WHAT THE TASK REQUIRES:
Down to the last line, repeat the records exactly.

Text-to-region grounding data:

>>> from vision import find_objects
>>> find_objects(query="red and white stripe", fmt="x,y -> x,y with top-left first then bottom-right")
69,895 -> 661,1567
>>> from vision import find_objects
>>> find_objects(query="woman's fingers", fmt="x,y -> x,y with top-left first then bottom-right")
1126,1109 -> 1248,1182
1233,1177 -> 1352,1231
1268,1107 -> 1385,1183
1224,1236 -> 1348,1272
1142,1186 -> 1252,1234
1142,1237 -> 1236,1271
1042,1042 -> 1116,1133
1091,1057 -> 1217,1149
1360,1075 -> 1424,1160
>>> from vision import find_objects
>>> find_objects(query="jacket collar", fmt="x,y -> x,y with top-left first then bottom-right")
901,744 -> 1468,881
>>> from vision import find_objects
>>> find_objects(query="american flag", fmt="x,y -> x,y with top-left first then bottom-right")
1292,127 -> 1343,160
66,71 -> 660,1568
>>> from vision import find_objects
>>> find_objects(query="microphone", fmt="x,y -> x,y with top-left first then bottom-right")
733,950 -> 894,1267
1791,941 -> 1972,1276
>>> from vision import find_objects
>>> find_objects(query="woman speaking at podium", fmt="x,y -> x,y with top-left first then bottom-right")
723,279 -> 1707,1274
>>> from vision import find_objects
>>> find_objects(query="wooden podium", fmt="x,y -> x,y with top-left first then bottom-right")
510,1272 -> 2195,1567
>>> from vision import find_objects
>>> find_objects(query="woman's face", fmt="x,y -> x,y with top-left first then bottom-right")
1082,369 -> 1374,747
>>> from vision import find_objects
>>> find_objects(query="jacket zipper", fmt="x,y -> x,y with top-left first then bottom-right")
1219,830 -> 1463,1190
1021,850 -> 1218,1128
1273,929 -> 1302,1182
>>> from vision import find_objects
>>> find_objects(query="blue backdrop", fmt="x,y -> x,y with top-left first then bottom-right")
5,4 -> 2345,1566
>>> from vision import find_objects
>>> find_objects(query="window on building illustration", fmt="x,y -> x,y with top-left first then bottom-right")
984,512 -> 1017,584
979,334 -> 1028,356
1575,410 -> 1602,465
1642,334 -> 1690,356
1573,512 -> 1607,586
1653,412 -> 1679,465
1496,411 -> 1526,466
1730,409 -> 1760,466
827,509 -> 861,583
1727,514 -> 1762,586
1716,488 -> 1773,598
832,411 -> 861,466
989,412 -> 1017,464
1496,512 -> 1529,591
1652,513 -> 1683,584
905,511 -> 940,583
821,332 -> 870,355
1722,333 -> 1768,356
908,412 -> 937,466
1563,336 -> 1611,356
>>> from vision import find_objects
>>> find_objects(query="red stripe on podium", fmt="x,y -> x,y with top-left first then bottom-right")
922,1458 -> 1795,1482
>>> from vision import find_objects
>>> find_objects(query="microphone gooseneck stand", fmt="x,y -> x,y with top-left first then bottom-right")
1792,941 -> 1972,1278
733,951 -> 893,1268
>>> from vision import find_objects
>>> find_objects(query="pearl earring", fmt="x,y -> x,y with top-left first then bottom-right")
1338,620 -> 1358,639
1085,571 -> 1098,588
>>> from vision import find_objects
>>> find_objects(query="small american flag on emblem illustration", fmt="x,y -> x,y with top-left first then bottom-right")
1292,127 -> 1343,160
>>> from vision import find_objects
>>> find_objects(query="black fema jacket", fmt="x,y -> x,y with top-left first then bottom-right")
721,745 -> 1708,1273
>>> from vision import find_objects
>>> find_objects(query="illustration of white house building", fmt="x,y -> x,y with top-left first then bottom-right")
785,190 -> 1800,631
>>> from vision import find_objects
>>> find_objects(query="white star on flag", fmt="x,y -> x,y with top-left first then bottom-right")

ANSWER BOX:
>>> from vision import find_objects
>>> find_objects(query="red and white stripe", fmt="x,y -> x,y with top-left first then bottom-right")
69,895 -> 661,1567
>>> from vision import find_objects
>>> find_objects(query="woman's fingers", fmt="x,y -> x,y with top-left first then bottom-right")
1126,1109 -> 1248,1182
1233,1177 -> 1352,1231
1268,1107 -> 1385,1183
1224,1236 -> 1348,1272
1142,1186 -> 1252,1234
1142,1237 -> 1236,1271
1042,1042 -> 1116,1133
1091,1057 -> 1217,1149
1360,1075 -> 1424,1160
>>> from vision import find_objects
>>> find_objects(query="jacket collar", fmt="x,y -> x,y with top-left first then bottom-right")
901,744 -> 1468,881
>>> from vision import find_objects
>>> find_objects(query="american flag", fmt="x,y -> x,y with top-left first then bottom-right")
1292,127 -> 1343,160
66,71 -> 660,1568
>>> from vision import find_objects
>>> find_objects(query="microphone", fmt="x,y -> x,y with top-left first then bottom-right")
733,950 -> 894,1267
1791,941 -> 1972,1276
>>> from vision import find_objects
>>> find_objects(query="woman speaking at podium", fmt="x,y -> x,y with top-left first then bottom-right")
723,279 -> 1707,1274
>>> from vision import find_objects
>>> find_objects(query="wooden podium", fmt="x,y -> x,y with top-left first then bottom-right")
510,1272 -> 2195,1567
>>> from vision import find_objects
>>> find_objects(query="woman's face", fmt="x,y -> x,y with top-left first then bottom-right")
1082,369 -> 1374,747
>>> from vision import find_objects
>>> find_objects(query="jacket zipper", fmt="x,y -> x,y with top-left first then bottom-right")
1219,830 -> 1463,1190
1021,850 -> 1218,1128
1273,929 -> 1302,1182
>>> from vision import find_objects
>>> find_objects(query="blue backdrop", fmt="x,y -> x,y with top-left first then bottom-right")
5,4 -> 2345,1566
>>> from vision import find_objects
>>> find_objects(query="window on building illustration", fmt="x,y -> x,y with top-left first then bottom-right")
984,512 -> 1017,584
979,334 -> 1028,356
1575,410 -> 1602,465
1642,334 -> 1690,356
1573,512 -> 1607,586
1653,412 -> 1679,465
1496,411 -> 1526,466
1730,409 -> 1760,466
827,509 -> 861,583
1727,514 -> 1762,586
1716,488 -> 1773,598
832,411 -> 861,466
989,412 -> 1017,464
1496,512 -> 1529,591
1652,513 -> 1683,584
905,511 -> 940,583
821,332 -> 870,355
1722,333 -> 1768,356
908,412 -> 937,466
1563,336 -> 1611,356
>>> from vision import find_objects
>>> find_objects(query="red stripe on podium", fmt="x,y -> x,y with top-left first then bottom-right")
922,1458 -> 1795,1482
>>> from vision import find_objects
>>> find_objects(query="microphone gooseneck stand", fmt="x,y -> x,y with top-left first then bottom-right")
1792,941 -> 1972,1278
733,951 -> 893,1268
>>> from vision import find_objects
>>> find_objects(query="pearl earring", fmt="x,y -> x,y with top-left first then bottom-right")
1338,620 -> 1358,639
1085,571 -> 1098,588
>>> from vision import find_objects
>>> find_objects(query="small american flag on emblem illustration", fmt="x,y -> x,y with top-left first then bottom-right")
1292,127 -> 1343,160
>>> from vision import find_objects
>>> find_objects(query="black fema jacket", fmt="x,y -> x,y with top-left first then bottom-right")
721,745 -> 1708,1273
>>> from vision import find_objects
>>> find_objects(query="illustration of white house building", fmt="x,y -> x,y with top-left first then bottom-right")
785,190 -> 1800,631
>>> from vision import find_objects
>>> find_objects(query="white star on flag", fmt="x,y -> x,y with top-left first then bottom-right")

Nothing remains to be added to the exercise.